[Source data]
■ ■ ■ ■

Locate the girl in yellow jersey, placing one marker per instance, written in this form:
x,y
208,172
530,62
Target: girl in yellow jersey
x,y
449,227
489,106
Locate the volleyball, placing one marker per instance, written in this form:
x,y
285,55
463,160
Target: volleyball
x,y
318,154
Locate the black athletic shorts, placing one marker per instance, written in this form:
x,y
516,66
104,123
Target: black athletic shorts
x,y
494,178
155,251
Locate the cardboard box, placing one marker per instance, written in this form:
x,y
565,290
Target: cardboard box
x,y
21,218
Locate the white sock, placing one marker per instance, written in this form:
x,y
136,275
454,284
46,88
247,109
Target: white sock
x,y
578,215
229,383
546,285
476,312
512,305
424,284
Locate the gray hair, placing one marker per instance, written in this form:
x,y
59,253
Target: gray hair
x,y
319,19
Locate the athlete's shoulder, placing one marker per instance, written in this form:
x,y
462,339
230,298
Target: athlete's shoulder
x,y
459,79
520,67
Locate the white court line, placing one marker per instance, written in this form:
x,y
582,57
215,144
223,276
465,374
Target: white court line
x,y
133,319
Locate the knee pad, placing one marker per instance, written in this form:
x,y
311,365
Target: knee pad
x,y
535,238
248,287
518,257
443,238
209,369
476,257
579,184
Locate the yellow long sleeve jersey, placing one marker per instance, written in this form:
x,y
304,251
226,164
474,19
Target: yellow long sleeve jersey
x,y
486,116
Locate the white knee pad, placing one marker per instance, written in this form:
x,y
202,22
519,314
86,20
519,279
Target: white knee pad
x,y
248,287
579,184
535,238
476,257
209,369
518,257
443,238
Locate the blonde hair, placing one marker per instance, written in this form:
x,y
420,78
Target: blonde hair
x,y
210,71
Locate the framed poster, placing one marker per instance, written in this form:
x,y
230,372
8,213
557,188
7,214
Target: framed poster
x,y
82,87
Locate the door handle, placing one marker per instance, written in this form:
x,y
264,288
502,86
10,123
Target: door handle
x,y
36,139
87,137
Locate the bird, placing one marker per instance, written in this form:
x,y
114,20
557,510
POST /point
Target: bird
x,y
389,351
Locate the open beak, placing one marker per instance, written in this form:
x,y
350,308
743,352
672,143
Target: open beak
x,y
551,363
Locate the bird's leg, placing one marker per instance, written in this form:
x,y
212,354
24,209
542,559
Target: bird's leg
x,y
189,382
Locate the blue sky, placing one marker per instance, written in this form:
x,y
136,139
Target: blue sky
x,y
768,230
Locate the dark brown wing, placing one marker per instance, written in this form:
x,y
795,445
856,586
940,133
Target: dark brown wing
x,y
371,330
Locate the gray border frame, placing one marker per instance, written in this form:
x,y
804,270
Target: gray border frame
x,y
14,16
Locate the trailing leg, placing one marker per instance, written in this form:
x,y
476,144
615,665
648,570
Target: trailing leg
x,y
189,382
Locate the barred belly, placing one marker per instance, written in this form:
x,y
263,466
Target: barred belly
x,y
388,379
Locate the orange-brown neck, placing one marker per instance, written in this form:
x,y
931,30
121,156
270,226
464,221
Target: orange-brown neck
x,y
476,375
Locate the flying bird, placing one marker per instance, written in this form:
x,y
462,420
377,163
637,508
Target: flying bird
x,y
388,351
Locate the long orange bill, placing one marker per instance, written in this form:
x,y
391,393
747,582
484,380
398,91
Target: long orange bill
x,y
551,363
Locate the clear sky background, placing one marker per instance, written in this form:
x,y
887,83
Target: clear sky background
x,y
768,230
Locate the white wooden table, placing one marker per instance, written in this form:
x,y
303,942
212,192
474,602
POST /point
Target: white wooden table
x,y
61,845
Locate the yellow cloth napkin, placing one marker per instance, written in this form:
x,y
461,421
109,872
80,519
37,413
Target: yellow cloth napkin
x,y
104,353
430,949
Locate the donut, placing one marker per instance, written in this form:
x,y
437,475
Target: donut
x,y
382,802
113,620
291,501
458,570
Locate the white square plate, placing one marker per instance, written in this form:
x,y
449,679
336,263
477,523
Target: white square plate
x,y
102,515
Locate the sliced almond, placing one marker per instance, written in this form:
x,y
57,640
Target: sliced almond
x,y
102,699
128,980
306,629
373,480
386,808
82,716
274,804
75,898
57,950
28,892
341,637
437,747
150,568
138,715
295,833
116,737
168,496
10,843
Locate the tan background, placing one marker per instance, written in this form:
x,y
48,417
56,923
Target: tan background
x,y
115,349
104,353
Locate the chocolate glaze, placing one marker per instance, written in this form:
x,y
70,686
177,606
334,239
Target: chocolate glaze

■ ■ ■ ■

In the entries above, take the line containing "Locate the white square" and each later line through the last, and repeat them exactly. Output nothing else.

Locate the white square plate, placing one marker per instance, written in this form:
x,y
449,679
336,263
477,523
Target: white square plate
x,y
102,515
Locate the sliced almond, placing one marker per instance, written in this form:
x,y
57,640
Target: sliced almond
x,y
102,699
128,980
306,629
373,480
386,808
82,716
274,804
75,898
57,950
28,892
341,637
437,747
150,568
138,715
295,833
116,737
168,496
10,843
Locate the tan background, placing one marker per instance, written in this form:
x,y
48,417
56,923
Target: tan background
x,y
115,349
104,353
Locate the chocolate glaze, placing one marker per instance, written in this form:
x,y
70,686
177,606
334,239
Target: chocolate glaze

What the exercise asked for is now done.